◆ **Data**
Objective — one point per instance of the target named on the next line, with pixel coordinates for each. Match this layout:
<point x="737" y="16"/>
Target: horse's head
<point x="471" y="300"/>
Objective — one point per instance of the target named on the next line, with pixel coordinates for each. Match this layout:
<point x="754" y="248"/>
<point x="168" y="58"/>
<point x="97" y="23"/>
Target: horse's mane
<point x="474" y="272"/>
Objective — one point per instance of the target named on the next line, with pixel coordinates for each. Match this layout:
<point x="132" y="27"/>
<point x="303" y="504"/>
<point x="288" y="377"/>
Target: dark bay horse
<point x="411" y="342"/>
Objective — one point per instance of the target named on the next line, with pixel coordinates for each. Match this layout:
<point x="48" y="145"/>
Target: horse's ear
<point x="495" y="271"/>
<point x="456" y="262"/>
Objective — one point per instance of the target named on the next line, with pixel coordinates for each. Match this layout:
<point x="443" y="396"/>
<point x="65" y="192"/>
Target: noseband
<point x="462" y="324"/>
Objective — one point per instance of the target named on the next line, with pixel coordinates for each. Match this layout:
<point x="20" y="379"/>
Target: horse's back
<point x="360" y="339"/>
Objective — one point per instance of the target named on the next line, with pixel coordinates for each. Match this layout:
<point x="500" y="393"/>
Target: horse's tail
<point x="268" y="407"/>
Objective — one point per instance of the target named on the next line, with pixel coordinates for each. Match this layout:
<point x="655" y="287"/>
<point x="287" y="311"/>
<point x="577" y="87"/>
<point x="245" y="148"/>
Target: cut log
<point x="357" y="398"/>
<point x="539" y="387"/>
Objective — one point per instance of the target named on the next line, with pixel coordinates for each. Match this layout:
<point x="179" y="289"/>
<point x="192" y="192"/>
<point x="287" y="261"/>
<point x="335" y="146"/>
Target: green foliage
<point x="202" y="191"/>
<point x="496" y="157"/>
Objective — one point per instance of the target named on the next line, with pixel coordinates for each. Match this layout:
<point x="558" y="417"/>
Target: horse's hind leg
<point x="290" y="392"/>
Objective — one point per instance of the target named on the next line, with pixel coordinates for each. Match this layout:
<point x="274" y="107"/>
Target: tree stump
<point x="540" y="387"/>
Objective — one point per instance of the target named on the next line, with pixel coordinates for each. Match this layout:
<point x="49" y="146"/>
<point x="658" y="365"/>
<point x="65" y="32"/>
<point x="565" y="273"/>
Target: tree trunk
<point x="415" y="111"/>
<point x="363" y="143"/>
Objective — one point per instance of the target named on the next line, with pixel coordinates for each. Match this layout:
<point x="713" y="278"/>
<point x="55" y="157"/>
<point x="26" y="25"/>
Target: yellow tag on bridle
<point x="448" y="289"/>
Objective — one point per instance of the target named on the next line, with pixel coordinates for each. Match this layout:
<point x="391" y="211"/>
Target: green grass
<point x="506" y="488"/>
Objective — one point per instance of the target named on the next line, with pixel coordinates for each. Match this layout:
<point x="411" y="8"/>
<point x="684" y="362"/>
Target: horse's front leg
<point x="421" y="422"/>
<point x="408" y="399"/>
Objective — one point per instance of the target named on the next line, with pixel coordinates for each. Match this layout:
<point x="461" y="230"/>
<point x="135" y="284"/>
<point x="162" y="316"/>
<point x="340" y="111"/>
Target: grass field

◆ **What you are asked to do**
An exact copy of every record above is needed. Write it out word for word.

◆ **Reply**
Objective — one point per instance of the target named on the next line, with pixel coordinates for each. Match this layout:
<point x="737" y="16"/>
Target: horse's head
<point x="471" y="300"/>
Objective — one point per instance of the target named on the next line, with pixel coordinates for each. Match this layout:
<point x="754" y="248"/>
<point x="168" y="58"/>
<point x="97" y="23"/>
Target: horse's mane
<point x="474" y="272"/>
Objective — one point per instance of the target named on the next line, with pixel coordinates for each. Match this layout:
<point x="132" y="27"/>
<point x="303" y="504"/>
<point x="288" y="377"/>
Target: dark bay horse
<point x="411" y="342"/>
Objective — one point per instance of the target named on the next line, with pixel coordinates for each. Match this layout:
<point x="48" y="145"/>
Target: horse's ear
<point x="495" y="271"/>
<point x="456" y="262"/>
Objective — one point per instance of the target named on the next line, with pixel coordinates for each. Match this layout:
<point x="443" y="396"/>
<point x="65" y="192"/>
Target: noseband
<point x="462" y="324"/>
Objective — one point per instance of the target named on the next line, with pixel coordinates for each. Match this layout:
<point x="20" y="379"/>
Target: horse's back
<point x="360" y="339"/>
Objective — one point per instance of the target named on the next line, with pixel coordinates for each. Match this layout:
<point x="500" y="393"/>
Target: horse's tail
<point x="268" y="407"/>
Objective — one point per instance of the target named on the next line, with pixel coordinates for each. Match this layout:
<point x="655" y="287"/>
<point x="287" y="311"/>
<point x="577" y="87"/>
<point x="245" y="148"/>
Target: cut log
<point x="357" y="398"/>
<point x="539" y="387"/>
Objective — one point per instance of the target named on the next line, with pixel coordinates for each. Match this layout:
<point x="179" y="289"/>
<point x="192" y="192"/>
<point x="287" y="261"/>
<point x="335" y="146"/>
Target: green foliage
<point x="202" y="191"/>
<point x="496" y="157"/>
Objective — one point per instance of the target named on the next line, with pixel coordinates for each. Match this layout:
<point x="558" y="417"/>
Target: horse's hind leg
<point x="290" y="392"/>
Objective — one point per instance of the target named on the next line, with pixel coordinates for each. Match this layout:
<point x="274" y="107"/>
Target: tree stump
<point x="540" y="387"/>
Objective — one point per instance of the target named on the next line, with pixel coordinates for each. Match this layout:
<point x="49" y="146"/>
<point x="658" y="365"/>
<point x="65" y="32"/>
<point x="565" y="273"/>
Target: tree trunk
<point x="415" y="111"/>
<point x="363" y="143"/>
Objective — one point per instance of the target named on the next line, with pixel coordinates for each. Match this layout:
<point x="713" y="278"/>
<point x="55" y="157"/>
<point x="26" y="25"/>
Target: yellow tag on bridle
<point x="448" y="289"/>
Objective — one point per instance of the target named on the next line, with pixel coordinates for each. Match this layout:
<point x="391" y="211"/>
Target: green grass
<point x="506" y="488"/>
Objective — one point per instance of the target named on the next line, with pixel coordinates for each. Match this layout:
<point x="411" y="8"/>
<point x="684" y="362"/>
Target: horse's front leg
<point x="421" y="422"/>
<point x="408" y="399"/>
Objective — one point per instance of the target named on the next line, with pixel coordinates for each. Match this layout:
<point x="461" y="230"/>
<point x="135" y="284"/>
<point x="162" y="316"/>
<point x="340" y="111"/>
Target: grass field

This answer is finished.